> BRIEF
In the text on driving world models, how long does Think2Drive take to reach expert-level performance, and on what hardware?

═════ DOCUMENT TEXT ═════

2.8 OccWorld (arXiv:2311.16038)
Architecture: A world model operating in 3D occupancy space rather than image or point cloud space.
- Scene tokenizer based on reconstruction: converts 3D occupancy grids into discrete scene tokens
- GPT-like spatial-temporal generative transformer predicts future scene tokens and ego-motion tokens simultaneously
Rationale for occupancy representation:
- More fine-grained 3D scene structure than bounding boxes
- More economical to obtain (e.g., from sparse LiDAR)
- Adapts to both vision-only and LiDAR setups
Results: Competitive planning results on nuScenes without requiring instance-level or map supervision. Code available on GitHub.
2.9 Vista (arXiv:2405.17398, OpenDriveLab)
Architecture: A generalizable driving world model addressing three limitations of prior work: poor generalization, low fidelity, and limited controllability.
Key innovations:
- Novel loss functions targeting moving instances and structural information for high-resolution real-world dynamics
- Latent replacement approach for injecting historical frames as priors, enabling temporally consistent long-horizon predictions
- Multi-level controllability: high-level (commands, goal points) and low-level (trajectories, angles, speeds) conditioning through a unified efficient learning strategy
Results:
- Outperforms general video generators in >70% of comparisons
- 55% improvement in FID and 27% in FVD over best prior driving world model
- First model to generate generalizable reward signals for action evaluation without ground-truth references
2.10 MUVO -- Multimodal World Model with Geometric Voxel Representations
Paper: arXiv:2311.11762 (accepted IV 2025)
Innovation: Addresses the gap where most driving world models use camera-only input by exploring different sensor fusion strategies combining camera and LiDAR.
Approach: Instead of predicting raw sensor data, outputs 3D occupancy predictions -- argued to be more actionable for downstream driving tasks. Analyzes weaknesses of current sensor fusion approaches.
2.11 Think2Drive (arXiv:2402.16720)
Architecture: First model-based reinforcement learning method for autonomous driving:
- Latent world model learns environment state transitions in low-dimensional latent space
- RL-trained planner uses the world model as a neural simulator
Key results:
- First reported 100% route completion rate in CARLA v2
- Handles 39 common driving events
- Achieves expert-level performance within 3 days on a single A6000 GPU
- Introduced CornerCase-Repository benchmark for scenario-based evaluation
Significance: Demonstrates that model-based RL with a learned world model can handle corner cases far more flexibly than rule-based planners.
2.12 WorldDreamer (arXiv:2401.09985)
Approach: Frames world modeling as unsupervised visual sequence modeling via masked token prediction (inspired by BERT/MAE rather than GPT-style autoregression).
Capabilities: Captures dynamic elements across diverse environments including natural scenes and driving contexts. Supports text-to-video, image-to-video, and video editing tasks.
Innovation: Moves beyond domain-specific driving models to develop general world physics understanding applicable across varied environments.

═════ DATA TO EXAMINE ═════

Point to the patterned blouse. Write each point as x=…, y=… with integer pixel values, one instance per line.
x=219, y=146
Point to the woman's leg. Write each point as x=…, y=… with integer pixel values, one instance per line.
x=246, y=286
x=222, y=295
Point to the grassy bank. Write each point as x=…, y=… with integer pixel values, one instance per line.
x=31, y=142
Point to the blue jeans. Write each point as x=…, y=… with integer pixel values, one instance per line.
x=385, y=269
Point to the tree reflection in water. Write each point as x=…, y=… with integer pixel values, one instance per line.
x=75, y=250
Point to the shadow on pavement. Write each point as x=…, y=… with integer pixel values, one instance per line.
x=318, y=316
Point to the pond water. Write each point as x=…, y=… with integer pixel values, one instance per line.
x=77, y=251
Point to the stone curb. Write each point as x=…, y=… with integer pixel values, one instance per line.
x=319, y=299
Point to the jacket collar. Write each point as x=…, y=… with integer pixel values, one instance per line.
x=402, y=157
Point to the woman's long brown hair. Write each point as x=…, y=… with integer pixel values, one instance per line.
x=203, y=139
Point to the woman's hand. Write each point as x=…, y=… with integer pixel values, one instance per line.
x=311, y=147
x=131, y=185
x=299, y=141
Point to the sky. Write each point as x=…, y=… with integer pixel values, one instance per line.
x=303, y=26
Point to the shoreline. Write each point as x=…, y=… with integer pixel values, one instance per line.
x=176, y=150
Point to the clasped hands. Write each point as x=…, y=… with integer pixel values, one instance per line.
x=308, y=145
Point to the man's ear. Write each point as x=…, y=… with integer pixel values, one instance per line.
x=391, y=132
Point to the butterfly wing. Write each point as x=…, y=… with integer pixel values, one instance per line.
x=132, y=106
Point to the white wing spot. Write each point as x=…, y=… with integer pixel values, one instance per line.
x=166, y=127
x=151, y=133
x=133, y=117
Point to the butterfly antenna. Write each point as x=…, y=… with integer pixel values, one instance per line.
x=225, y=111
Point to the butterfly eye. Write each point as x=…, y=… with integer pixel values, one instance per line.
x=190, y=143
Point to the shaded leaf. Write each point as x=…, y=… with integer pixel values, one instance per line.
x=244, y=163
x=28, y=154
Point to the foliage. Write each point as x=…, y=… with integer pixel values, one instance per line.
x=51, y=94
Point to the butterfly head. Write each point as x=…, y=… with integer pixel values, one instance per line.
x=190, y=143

═════

> TASK OUTPUT
Within 3 days on a single A6000 GPU.